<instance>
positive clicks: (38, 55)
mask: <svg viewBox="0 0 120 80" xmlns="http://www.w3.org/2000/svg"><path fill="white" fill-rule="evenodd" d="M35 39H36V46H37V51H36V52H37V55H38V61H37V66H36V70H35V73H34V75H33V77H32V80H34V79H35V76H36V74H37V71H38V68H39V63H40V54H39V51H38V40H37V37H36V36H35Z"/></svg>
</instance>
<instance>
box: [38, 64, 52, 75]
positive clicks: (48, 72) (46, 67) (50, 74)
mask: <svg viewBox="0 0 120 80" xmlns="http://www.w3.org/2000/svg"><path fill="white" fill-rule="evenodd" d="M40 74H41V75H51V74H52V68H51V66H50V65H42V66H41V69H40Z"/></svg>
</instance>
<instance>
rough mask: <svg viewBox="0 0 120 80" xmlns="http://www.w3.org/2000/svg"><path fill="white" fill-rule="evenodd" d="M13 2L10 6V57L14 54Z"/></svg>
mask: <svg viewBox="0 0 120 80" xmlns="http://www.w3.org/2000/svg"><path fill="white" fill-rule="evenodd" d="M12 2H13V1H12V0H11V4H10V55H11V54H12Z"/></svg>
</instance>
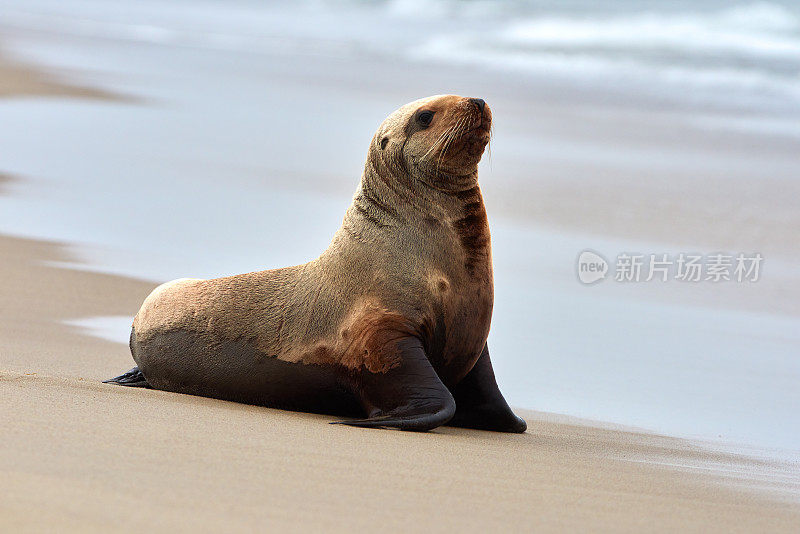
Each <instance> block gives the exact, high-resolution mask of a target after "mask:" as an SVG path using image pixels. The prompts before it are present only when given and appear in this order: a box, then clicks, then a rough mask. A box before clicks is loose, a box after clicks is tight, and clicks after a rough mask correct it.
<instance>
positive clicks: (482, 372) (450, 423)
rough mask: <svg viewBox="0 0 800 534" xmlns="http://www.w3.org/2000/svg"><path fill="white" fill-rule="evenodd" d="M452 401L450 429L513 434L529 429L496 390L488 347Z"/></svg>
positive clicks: (495, 384) (496, 385)
mask: <svg viewBox="0 0 800 534" xmlns="http://www.w3.org/2000/svg"><path fill="white" fill-rule="evenodd" d="M453 397H455V399H456V405H457V406H458V409H457V410H456V414H455V416H453V419H452V420H451V421H450V422H449V423H448V425H450V426H460V427H464V428H475V429H479V430H494V431H496V432H516V433H522V432H525V430H526V429H527V428H528V424H527V423H526V422H525V420H524V419H522V418H520V417H517V416H516V415H515V414H514V412H512V411H511V408H510V407H509V406H508V403H507V402H506V400H505V398H503V394H502V393H500V388H499V387H497V381H496V380H495V378H494V369H492V361H491V359H490V358H489V346H488V345H486V346H485V347H483V351H482V352H481V355H480V357H479V358H478V361H477V362H475V365H474V366H473V367H472V370H470V372H469V373H467V376H465V377H464V378H463V379H462V380H461V382H459V383H458V384H456V386H455V387H454V388H453Z"/></svg>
========
Count the lines in the records above that contain the string "clicks", treating uppercase and lowercase as different. Reply with the number alone.

5